_Your goal_. Given the records below, would you repeat exactly the lines that begin at the one containing "Query: recessed built-in shelf niche" and end at the one containing "Where can the empty", inclusive?
··· Input for this task ···
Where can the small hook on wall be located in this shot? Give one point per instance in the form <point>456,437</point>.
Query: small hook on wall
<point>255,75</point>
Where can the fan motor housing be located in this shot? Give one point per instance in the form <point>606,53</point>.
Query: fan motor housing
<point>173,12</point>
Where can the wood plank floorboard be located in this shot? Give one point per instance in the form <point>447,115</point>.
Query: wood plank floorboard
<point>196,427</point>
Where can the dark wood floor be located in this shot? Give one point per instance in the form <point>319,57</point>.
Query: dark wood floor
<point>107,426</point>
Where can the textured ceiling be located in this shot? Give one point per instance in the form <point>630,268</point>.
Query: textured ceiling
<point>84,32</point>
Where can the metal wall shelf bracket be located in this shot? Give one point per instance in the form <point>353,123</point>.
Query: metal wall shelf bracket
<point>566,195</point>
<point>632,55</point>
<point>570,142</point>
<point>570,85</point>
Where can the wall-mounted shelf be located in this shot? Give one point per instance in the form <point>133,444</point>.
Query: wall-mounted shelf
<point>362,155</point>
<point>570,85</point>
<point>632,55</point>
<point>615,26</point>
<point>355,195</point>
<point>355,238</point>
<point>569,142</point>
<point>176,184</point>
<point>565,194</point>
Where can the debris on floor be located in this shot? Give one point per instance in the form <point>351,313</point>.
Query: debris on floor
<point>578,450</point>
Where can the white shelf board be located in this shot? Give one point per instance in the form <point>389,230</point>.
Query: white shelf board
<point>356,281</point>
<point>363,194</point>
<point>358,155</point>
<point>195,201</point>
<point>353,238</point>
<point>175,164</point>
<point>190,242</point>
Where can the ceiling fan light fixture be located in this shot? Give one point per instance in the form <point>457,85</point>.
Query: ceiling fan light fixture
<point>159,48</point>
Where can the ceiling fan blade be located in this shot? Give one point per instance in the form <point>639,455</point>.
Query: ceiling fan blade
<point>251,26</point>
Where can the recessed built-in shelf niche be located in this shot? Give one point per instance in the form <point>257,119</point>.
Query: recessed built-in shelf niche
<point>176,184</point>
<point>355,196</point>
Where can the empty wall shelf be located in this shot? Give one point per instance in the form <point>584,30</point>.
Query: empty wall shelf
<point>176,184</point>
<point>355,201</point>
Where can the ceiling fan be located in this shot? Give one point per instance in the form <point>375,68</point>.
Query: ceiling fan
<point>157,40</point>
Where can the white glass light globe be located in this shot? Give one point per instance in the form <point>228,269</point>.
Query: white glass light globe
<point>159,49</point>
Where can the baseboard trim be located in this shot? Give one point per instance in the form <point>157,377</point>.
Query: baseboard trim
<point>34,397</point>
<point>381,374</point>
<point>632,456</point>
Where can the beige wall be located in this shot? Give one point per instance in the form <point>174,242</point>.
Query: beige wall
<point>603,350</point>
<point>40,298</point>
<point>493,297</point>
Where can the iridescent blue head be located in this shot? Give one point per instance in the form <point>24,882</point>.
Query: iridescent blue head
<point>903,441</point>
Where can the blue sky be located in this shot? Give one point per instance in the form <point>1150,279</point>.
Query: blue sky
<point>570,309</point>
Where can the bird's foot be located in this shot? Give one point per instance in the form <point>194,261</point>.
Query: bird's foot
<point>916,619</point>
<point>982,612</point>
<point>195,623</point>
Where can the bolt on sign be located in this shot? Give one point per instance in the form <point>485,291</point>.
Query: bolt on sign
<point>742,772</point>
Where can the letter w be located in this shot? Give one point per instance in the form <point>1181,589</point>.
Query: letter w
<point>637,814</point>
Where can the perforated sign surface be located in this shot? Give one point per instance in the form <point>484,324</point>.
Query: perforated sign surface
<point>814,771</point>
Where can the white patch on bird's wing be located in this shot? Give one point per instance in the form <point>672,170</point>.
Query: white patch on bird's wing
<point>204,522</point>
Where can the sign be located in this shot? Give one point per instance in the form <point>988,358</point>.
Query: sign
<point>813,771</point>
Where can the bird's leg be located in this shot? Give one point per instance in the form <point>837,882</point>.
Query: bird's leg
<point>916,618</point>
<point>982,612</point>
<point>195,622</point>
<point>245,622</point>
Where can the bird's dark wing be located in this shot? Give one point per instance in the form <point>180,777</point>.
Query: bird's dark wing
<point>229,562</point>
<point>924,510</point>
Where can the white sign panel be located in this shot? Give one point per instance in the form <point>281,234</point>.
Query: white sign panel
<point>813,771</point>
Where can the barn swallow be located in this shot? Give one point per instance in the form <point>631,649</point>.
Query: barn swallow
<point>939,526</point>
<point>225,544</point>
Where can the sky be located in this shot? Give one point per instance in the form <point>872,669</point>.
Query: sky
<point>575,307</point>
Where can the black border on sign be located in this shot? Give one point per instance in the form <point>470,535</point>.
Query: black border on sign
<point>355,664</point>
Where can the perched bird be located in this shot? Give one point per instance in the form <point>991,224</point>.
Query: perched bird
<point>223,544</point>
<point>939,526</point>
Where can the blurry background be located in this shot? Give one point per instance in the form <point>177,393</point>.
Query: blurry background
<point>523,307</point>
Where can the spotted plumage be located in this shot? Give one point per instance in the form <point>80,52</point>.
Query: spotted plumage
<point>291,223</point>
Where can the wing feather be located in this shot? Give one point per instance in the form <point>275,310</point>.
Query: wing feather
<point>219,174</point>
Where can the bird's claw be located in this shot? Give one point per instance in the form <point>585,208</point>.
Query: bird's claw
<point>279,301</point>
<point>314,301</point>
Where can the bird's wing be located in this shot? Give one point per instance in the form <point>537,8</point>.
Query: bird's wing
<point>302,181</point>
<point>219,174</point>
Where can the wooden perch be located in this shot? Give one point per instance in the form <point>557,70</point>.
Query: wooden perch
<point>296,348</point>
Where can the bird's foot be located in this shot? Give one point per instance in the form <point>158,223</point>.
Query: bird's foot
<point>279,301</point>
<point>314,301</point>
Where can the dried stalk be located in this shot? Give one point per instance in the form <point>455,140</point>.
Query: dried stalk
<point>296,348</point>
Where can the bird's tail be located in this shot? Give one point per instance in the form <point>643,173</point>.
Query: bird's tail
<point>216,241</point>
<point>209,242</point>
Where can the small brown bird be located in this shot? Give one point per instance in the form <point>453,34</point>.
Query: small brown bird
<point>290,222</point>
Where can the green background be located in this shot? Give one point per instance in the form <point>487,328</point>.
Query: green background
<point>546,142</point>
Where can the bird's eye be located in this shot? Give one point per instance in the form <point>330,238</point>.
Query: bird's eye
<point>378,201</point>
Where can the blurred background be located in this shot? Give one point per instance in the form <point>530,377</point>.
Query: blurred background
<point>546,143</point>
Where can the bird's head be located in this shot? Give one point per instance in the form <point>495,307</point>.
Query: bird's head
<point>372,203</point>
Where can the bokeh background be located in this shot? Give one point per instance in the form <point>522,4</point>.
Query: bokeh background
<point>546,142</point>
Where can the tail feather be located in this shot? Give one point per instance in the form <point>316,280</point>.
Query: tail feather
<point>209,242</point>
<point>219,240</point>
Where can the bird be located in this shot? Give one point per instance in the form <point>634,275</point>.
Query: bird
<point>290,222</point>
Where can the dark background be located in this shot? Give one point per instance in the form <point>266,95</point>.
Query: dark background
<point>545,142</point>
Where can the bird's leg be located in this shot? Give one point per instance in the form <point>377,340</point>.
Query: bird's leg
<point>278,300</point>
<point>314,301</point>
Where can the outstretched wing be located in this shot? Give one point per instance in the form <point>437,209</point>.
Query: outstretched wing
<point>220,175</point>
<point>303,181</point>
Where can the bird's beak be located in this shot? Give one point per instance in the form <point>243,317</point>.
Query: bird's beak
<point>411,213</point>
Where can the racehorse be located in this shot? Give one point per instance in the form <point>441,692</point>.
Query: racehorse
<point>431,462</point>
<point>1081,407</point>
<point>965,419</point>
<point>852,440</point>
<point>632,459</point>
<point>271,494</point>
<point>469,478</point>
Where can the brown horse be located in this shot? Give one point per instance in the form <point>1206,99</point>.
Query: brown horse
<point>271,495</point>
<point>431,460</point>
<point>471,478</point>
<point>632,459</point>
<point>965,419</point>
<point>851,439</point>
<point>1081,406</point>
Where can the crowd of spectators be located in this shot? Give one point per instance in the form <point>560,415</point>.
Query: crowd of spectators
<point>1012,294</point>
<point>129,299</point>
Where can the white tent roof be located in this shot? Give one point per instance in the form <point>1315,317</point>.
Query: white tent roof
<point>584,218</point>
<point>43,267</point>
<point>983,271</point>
···
_Exercise response_.
Query: recessed built-in shelf niche
<point>176,184</point>
<point>355,196</point>
Where can the empty wall shelf be located in this shot? Give one point per instance in the form <point>584,30</point>.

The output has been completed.